The Whitehorse Star reported that Hugh’s personal veterinarian – not race vets – performed the pre-race exam on Hugh’s dog. Quest vets told the Star that Boppy appeared to have been in poor condition before the race.

Hansen said that Boppy should have been pulled from Hugh’s team in Eagle. Hansen wasn’t in Eagle when Neff left the checkpoint, but she said she remains ultimate responsible.

She told reporter Dan Bross at KUAC “that (the) dog was looked at in Eagle, and it was recorded to have a poor body condition. And that was not brought to my attention.”

“Everyone has dogs issues in the race,” Hugh said in his video. “Obviously dogs get skinny….”

It took Hugh 60 hours to cover the 150 miles from Eagle to Dawson. He left Eagle in ninth place in his race.  He was the last musher to arrive in Dawson. None of the 13-mushers who finished the 2018 Quest spent more than 40 hours on the Eagle-Dawson trail and most spent significantly less.

Unwarranted punishment?

Hugh suggested he’d been punished enough by the loss of Boppy – “Boppy was a special boy to us” – and that to be suspended from the 1,000-mile race for the next two years is unfair. At one point in the video he broke down in tears.

“This is my life,” he said. “I’ve given my life to the Quest.”

Race veterinarians, he argued, didn’t understand his love of the event or of his dogs.

“They don’t know what we’re all about,” he said. “So they’re just going off the paperwork and, oh, feelings about what they see the numbers as.”

A four-time winner of the Iditarod Trail Sled Dog Race, Seavey made similar accusations last fall after he was revealed as the musher who finished the 2017 race with a doped team. Seavey did, however, offer a broader range of possible suspects: jealous fellow mushers, animal-rights saboteurs, members of the Iditarod’s board of directors, and race officials.

__Exercise 1__
In the dog-mushing article, swap "Race veterinarians" for "Quest officials" and write out everything from "Unwarranted punishment?" down to "of his dogs.".
__Exercise 2__
Please answer these questions from the dog-mushing article:
(a) How many hours did Hugh take to cover the 150 miles from Eagle to Dawson?
(b) For how long is Hugh suspended from the 1,000-mile race?
(c) How many times has Seavey won the Iditarod Trail Sled Dog Race?

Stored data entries
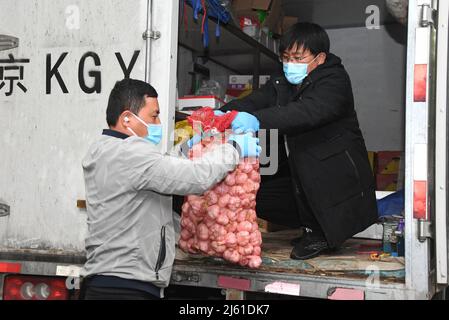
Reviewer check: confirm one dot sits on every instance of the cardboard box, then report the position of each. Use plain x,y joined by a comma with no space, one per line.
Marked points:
388,162
266,226
386,182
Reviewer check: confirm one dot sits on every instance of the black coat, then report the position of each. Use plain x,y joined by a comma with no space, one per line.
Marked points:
327,154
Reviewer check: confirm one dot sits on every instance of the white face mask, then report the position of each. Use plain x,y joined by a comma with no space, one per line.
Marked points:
154,134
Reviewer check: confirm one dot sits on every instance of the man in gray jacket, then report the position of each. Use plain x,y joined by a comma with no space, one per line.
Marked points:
131,240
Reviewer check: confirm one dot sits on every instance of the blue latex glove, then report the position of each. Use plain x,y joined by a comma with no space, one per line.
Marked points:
245,122
247,144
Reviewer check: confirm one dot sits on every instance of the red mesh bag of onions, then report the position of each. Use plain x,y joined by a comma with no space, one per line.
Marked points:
223,222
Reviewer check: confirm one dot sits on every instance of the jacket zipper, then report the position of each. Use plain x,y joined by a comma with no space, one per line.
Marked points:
356,171
162,253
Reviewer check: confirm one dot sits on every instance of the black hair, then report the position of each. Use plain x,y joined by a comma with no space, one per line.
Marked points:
306,35
127,94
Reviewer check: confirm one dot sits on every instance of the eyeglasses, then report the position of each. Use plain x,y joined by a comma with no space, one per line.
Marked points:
295,59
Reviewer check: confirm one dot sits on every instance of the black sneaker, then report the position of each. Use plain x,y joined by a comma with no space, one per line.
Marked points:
311,245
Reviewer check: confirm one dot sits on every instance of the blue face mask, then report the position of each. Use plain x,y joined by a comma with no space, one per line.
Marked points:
154,134
296,72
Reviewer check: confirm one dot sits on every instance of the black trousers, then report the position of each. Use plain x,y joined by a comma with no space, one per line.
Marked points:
99,293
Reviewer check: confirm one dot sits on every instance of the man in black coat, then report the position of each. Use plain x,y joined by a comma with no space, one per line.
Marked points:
324,181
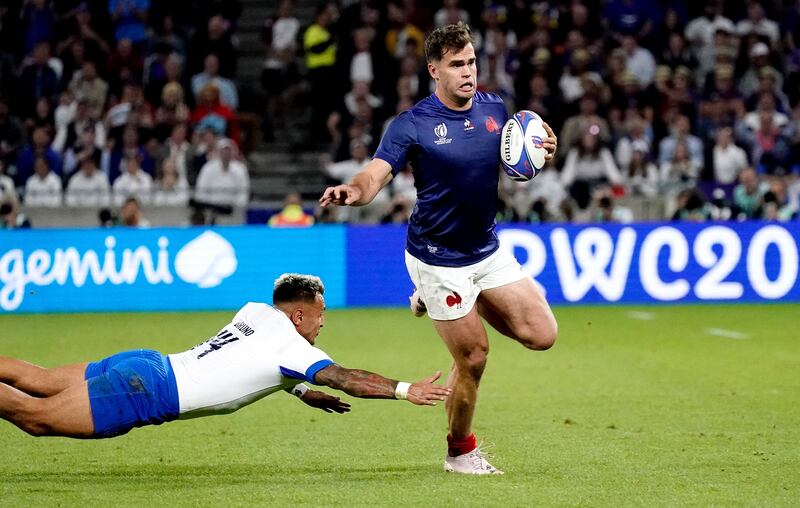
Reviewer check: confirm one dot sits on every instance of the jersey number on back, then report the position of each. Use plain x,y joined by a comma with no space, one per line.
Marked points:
214,343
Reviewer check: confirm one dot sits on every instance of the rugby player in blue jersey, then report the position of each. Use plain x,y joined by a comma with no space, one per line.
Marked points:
452,141
263,350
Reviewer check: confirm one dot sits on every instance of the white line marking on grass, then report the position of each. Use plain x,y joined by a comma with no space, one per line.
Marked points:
644,316
728,334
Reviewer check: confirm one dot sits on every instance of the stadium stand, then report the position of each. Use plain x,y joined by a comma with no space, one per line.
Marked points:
664,110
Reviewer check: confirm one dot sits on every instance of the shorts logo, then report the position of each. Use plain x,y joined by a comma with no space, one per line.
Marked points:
454,299
492,125
441,132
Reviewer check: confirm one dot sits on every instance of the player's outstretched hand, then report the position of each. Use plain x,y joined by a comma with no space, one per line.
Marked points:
425,393
327,403
340,195
550,143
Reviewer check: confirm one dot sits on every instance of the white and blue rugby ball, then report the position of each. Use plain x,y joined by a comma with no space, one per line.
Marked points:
521,150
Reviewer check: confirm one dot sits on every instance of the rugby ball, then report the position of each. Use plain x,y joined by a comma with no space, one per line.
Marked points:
521,150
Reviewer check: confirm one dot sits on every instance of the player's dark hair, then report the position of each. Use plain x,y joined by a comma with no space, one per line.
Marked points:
447,38
295,287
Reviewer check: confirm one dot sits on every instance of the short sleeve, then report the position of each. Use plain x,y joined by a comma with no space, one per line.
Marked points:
400,136
302,361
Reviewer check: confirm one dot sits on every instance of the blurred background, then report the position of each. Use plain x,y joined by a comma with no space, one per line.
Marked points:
139,113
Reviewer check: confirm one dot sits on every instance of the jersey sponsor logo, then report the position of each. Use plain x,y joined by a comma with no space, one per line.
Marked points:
453,300
492,125
441,132
242,327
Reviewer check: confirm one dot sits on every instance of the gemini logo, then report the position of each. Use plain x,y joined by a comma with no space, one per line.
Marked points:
205,262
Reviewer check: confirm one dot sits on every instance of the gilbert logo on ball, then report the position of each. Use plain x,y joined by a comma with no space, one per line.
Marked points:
521,146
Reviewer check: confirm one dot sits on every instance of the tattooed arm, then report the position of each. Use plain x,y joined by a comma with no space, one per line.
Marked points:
368,385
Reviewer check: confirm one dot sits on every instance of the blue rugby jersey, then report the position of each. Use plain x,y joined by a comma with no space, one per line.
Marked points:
455,156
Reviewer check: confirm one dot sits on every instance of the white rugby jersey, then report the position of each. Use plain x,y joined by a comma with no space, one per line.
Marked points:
255,355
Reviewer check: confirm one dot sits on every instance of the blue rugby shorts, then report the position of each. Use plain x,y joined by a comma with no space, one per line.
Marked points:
131,389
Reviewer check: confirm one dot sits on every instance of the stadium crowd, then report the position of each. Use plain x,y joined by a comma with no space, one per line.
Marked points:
664,109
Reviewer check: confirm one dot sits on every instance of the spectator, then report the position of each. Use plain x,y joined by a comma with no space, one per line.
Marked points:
576,126
88,187
639,61
129,17
639,174
210,107
43,188
37,79
590,162
87,85
172,189
130,147
292,214
344,171
223,181
402,37
210,75
38,148
748,194
680,134
133,182
130,214
8,191
38,21
124,65
759,59
177,149
609,211
83,148
692,206
756,22
280,74
173,111
320,49
728,159
68,135
214,38
681,170
11,134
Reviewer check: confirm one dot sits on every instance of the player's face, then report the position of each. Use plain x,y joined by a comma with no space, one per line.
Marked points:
456,76
313,319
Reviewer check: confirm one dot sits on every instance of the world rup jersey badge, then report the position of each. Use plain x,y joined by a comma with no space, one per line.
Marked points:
441,133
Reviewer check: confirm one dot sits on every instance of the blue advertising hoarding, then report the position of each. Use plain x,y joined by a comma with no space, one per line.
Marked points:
221,268
161,269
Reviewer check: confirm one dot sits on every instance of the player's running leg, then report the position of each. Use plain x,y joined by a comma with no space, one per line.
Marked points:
468,344
520,311
67,414
40,381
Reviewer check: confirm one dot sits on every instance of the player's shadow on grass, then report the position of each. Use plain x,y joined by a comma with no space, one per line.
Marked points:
229,474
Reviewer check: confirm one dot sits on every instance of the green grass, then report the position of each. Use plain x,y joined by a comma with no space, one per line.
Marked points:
628,409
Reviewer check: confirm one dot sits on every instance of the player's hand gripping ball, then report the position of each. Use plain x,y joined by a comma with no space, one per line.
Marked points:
521,146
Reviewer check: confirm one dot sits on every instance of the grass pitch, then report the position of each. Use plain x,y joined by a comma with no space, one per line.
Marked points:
634,406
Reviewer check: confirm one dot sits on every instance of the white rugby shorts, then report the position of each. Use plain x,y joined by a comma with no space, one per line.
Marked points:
450,292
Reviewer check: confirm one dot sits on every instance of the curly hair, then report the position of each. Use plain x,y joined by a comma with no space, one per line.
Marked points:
294,287
447,38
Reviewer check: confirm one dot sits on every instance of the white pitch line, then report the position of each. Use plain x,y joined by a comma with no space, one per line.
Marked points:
644,316
728,334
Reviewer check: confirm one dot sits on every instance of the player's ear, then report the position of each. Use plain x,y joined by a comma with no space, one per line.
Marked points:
297,316
433,70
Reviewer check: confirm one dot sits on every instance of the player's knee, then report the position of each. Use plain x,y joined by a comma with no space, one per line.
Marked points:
539,338
32,421
473,360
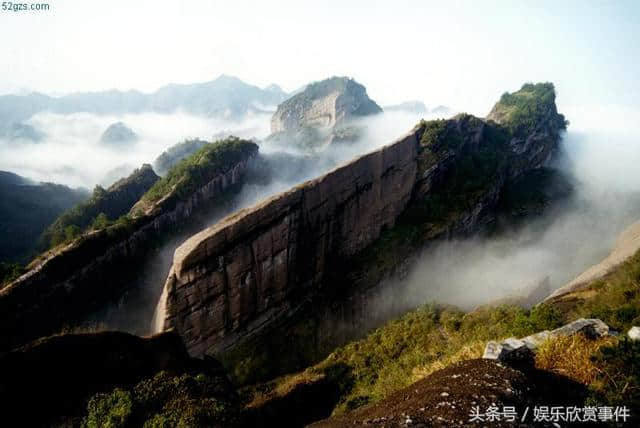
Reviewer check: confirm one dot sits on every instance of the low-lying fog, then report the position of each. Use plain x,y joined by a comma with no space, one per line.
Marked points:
601,155
71,151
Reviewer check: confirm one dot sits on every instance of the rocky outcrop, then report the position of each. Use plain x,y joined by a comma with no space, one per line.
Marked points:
514,350
468,393
112,202
627,244
245,270
323,105
118,133
69,282
257,266
60,373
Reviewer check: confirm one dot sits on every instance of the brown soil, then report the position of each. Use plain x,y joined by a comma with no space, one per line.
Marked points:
446,397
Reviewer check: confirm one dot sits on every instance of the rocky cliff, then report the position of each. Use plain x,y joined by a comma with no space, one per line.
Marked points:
257,266
117,134
313,116
70,281
323,105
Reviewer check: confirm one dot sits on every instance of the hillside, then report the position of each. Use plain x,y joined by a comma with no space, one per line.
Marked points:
357,226
283,292
26,209
117,134
225,96
433,341
67,285
308,117
176,153
104,206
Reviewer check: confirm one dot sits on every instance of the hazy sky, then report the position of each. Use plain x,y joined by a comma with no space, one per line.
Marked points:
463,54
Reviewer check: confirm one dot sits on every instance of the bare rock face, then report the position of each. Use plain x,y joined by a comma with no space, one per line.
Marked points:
323,105
510,350
514,350
256,266
245,270
627,244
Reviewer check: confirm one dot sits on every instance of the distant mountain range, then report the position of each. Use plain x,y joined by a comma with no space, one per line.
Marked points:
26,209
226,96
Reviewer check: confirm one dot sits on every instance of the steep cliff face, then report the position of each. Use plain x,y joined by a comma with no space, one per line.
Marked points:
323,105
257,266
71,281
246,269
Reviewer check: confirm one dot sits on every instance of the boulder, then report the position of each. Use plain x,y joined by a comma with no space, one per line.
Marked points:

__Answer 1__
Unwarranted punishment?

Hugh suggested he’d been punished enough by the loss of Boppy – “Boppy was a special boy to us” – and that to be suspended from the 1,000-mile race for the next two years is unfair. At one point in the video he broke down in tears.

“This is my life,” he said. “I’ve given my life to the Quest.”

Quest officials, he argued, didn’t understand his love of the event or of his dogs.

__Answer 2__
(a) 60 hours
(b) The next two years
(c) Four times